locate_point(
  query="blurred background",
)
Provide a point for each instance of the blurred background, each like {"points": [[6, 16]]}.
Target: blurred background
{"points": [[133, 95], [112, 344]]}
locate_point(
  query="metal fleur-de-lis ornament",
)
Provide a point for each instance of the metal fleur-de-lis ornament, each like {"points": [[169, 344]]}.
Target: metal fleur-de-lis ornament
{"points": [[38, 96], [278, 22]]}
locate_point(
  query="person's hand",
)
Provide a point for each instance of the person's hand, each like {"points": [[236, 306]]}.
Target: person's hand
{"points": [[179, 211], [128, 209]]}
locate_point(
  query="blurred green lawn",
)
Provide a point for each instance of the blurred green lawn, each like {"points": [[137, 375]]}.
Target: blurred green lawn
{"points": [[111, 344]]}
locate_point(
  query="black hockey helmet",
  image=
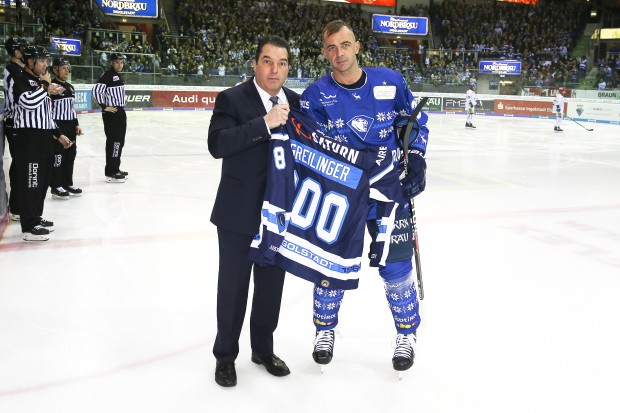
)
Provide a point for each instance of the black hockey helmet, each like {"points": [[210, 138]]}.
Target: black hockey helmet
{"points": [[15, 43], [117, 56], [35, 52], [59, 61]]}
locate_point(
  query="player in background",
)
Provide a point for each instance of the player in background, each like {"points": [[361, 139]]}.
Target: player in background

■ ■ ■ ■ ■ ■ ■

● **Directions for this task**:
List every line of the items above that contains the word "background".

● **Correct answer**:
  query="blurred background",
Provide a point for each instance of the blurred background, each like {"points": [[6, 16]]}.
Target: blurred background
  query="player in background",
Provide a point for each instance of the player in background, each like {"points": [[361, 139]]}.
Target: player in background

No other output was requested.